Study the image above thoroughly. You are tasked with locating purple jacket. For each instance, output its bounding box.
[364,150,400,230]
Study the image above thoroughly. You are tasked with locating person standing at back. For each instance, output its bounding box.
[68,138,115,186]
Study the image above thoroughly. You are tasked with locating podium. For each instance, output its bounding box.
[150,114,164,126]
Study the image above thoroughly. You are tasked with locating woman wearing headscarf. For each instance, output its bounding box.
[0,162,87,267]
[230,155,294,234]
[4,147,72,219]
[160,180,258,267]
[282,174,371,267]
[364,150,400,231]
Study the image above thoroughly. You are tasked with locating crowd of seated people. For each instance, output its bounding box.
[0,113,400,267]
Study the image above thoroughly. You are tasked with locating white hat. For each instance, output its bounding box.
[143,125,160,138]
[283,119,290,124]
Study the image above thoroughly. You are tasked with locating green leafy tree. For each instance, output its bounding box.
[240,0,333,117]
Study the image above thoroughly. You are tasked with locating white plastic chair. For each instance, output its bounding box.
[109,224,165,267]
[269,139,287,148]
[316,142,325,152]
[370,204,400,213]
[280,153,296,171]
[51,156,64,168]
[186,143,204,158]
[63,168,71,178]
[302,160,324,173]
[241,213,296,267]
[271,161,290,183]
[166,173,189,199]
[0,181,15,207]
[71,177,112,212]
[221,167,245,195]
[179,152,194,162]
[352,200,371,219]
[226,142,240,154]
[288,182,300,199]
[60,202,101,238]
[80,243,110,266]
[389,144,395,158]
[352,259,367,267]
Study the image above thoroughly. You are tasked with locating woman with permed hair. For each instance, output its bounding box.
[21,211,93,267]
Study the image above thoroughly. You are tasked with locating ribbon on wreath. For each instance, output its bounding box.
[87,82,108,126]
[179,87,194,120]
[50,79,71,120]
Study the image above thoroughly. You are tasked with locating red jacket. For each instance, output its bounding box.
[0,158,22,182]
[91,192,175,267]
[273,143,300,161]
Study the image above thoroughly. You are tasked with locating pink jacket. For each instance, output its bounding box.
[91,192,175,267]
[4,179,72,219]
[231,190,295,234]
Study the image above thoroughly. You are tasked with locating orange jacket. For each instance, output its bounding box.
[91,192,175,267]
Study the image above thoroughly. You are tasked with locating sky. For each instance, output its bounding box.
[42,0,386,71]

========

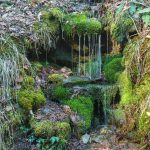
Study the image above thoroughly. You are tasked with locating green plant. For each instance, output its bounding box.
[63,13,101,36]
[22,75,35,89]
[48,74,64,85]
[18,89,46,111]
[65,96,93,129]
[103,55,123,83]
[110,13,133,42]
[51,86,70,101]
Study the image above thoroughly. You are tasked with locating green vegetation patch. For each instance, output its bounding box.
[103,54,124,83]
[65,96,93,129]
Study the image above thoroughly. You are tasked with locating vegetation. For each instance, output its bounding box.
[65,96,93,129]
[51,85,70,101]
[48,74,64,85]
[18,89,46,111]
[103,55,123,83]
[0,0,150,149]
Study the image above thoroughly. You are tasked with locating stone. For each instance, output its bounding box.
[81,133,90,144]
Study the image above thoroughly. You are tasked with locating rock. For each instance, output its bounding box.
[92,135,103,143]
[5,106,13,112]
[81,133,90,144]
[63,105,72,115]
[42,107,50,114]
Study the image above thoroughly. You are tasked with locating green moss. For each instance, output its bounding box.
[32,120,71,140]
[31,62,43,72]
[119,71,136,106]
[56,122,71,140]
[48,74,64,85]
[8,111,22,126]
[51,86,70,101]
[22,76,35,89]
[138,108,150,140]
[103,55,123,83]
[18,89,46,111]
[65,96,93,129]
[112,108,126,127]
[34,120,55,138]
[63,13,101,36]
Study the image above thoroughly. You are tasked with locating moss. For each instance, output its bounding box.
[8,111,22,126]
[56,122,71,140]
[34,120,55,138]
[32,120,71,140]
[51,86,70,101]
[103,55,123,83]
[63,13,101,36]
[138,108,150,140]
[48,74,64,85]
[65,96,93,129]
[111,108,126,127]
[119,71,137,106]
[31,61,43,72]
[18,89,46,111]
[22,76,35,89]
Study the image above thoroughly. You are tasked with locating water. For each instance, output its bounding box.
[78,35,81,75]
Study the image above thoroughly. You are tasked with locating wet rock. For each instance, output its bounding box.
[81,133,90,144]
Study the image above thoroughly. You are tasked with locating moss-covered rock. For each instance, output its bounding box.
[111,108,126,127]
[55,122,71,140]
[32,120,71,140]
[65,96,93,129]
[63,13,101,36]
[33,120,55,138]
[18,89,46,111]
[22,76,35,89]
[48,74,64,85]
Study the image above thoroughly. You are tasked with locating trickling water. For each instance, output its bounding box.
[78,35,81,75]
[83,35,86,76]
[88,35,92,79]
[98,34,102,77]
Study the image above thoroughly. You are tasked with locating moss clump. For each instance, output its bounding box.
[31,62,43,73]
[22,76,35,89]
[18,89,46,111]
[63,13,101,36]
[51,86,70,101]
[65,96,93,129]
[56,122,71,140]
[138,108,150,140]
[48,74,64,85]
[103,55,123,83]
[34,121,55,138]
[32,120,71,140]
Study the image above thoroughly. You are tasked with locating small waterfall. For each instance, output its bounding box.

========

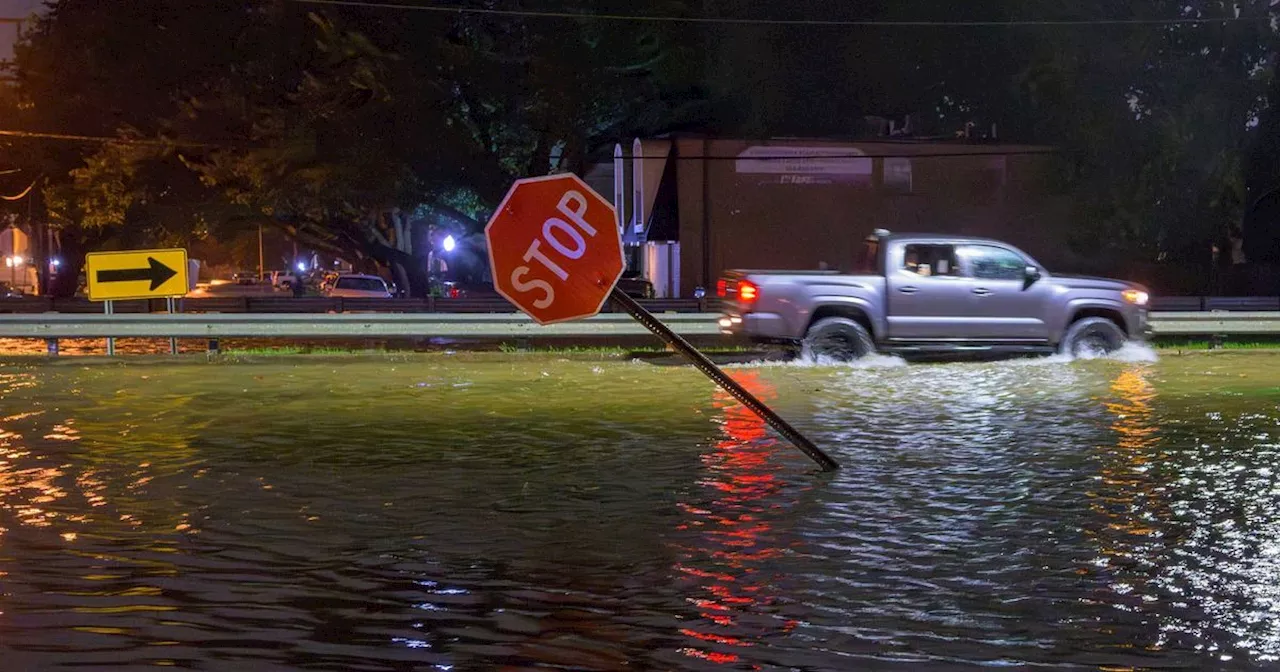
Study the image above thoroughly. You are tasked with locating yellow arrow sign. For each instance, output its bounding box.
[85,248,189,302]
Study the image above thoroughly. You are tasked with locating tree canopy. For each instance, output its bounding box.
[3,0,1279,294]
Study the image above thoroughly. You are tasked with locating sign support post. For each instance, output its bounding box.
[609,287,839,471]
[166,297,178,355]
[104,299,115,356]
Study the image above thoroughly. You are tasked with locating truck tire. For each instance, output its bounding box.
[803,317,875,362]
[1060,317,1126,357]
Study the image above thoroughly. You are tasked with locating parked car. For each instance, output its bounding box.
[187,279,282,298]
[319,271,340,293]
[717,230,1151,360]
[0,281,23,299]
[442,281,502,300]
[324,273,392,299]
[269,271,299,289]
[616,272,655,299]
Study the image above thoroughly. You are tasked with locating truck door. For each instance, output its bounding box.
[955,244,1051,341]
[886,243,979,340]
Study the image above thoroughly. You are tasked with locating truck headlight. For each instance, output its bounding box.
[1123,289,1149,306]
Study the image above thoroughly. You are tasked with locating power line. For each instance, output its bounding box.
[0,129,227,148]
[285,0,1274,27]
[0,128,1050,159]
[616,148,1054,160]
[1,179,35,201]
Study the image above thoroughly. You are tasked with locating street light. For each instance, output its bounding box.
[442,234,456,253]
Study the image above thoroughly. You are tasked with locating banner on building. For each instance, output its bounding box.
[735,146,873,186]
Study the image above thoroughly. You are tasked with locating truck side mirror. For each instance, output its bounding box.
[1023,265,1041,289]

========

* **WHAT THE EXERCISE ASKS**
Retype the portion of the data above that starts on the line with "with locating wet" and finishes on the line with "waterfall. For each instance, output its bounding box.", including both of those lines.

* **YOUR RESPONSE**
Study the image above thoroughly. You are tasked with locating wet rock. For each instance, output its bounding box.
[81,133,90,144]
Study the image above thoroughly. You are tasked with locating moss-covered rock. For each instance, output its bounding box.
[111,108,126,127]
[55,122,71,140]
[32,120,71,140]
[65,96,93,129]
[63,13,101,36]
[33,120,55,138]
[18,89,46,111]
[22,76,35,89]
[48,74,64,85]
Study the image above thoroughly. You are tasked with locating trickling water. For each instance, output its bounding box.
[78,35,81,75]
[83,35,86,76]
[88,35,92,79]
[98,34,102,77]
Study the image above thoroughly. You are tasked with locating moss clump. For each instance, output its bounding box.
[31,62,43,73]
[22,76,35,89]
[18,89,46,111]
[63,13,101,36]
[51,86,70,101]
[65,96,93,129]
[56,122,71,140]
[138,108,150,140]
[48,74,64,85]
[103,55,123,83]
[34,121,55,138]
[32,120,71,140]
Study the image above thoroughly. You are tasked with locating small waterfall. For each instance, output its bounding box.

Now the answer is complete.